### Task directions
According to the post below, on what date did "whatever it was" start?

### Source extract
-=-=-=-=-

Wednesday, February 25

whatever it was...

whatever it was
it started on October 1 2008
and ended February 15 2009
something happened on the 15th.

I wish I could wear the uniform again.
I would go to Iraq in a heartbeat.

The only proof I have is what I am capable of.
I don't think this is going to be resolved without conflict.

Moving around in four dimensions does something.
Its an actualization.

I know you think there is no such thing as the real world.
I know you think men that do this are angry at women.
but it has moved beyond that now.
The only proof I have is what I am capable of.
Can brinkmanship cease for a moment?

Maybe I am angry at women
but that doesn't change anything.
I have still done something unallowed.
I praise her.
She could of got me kicked out the program,
but she didn't.
I probably wouldn't have graduated without them.

A program crashes when it does something unallowed.
I am free to do all sorts of unallowed stuff.

It is not just Dave's little world.
Dave has done something unallowed.

Ok I admit it
I have anger and resentment towards women.
I don't know how this shit started.
I just feel like everyone is lying to me.

I have performed an illegal operation.
I need to shut down.
Thou shall not suffer a witch to live.

I don't blame my mother.
I blame the dish detergent and the Clorox.
They have a good 2009
and they don't want me to shut down.

God forbid it be the dish detergent and the Clorox.

-=-=-=-=-

### Records provided
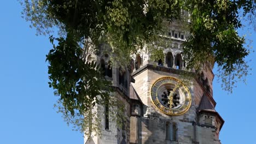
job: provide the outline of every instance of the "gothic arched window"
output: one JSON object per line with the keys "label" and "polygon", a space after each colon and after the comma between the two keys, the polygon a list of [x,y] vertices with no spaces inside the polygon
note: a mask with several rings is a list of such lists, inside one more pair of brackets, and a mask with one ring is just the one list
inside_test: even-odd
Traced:
{"label": "gothic arched window", "polygon": [[166,122],[165,129],[166,132],[166,140],[171,140],[171,123],[169,122]]}
{"label": "gothic arched window", "polygon": [[105,129],[109,130],[109,107],[108,103],[105,105]]}
{"label": "gothic arched window", "polygon": [[137,55],[136,58],[135,59],[135,69],[137,70],[139,69],[141,65],[141,57],[139,55]]}
{"label": "gothic arched window", "polygon": [[163,66],[164,65],[164,64],[162,63],[162,59],[161,59],[161,58],[159,60],[158,60],[158,65],[159,65],[159,66]]}
{"label": "gothic arched window", "polygon": [[165,62],[168,68],[172,68],[173,65],[173,56],[171,52],[168,52],[166,55]]}
{"label": "gothic arched window", "polygon": [[177,69],[181,69],[182,68],[182,56],[181,53],[177,54],[175,58],[175,64],[177,66]]}
{"label": "gothic arched window", "polygon": [[106,70],[106,75],[109,77],[112,77],[112,65],[111,65],[111,62],[108,62],[108,68]]}
{"label": "gothic arched window", "polygon": [[172,139],[173,141],[177,141],[177,128],[176,123],[172,124]]}
{"label": "gothic arched window", "polygon": [[176,123],[167,122],[165,127],[166,140],[177,141],[178,128]]}
{"label": "gothic arched window", "polygon": [[105,61],[104,59],[101,59],[101,67],[103,71],[103,75],[106,75],[106,67],[105,67]]}

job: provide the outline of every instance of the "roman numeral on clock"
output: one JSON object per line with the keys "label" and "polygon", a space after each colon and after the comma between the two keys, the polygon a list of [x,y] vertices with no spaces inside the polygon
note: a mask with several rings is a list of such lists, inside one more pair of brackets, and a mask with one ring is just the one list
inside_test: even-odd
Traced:
{"label": "roman numeral on clock", "polygon": [[157,99],[155,99],[153,100],[153,102],[155,104],[155,105],[158,105],[158,104],[159,104],[159,101],[158,101],[158,100]]}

-=-=-=-=-

### Written response
October 1, 2008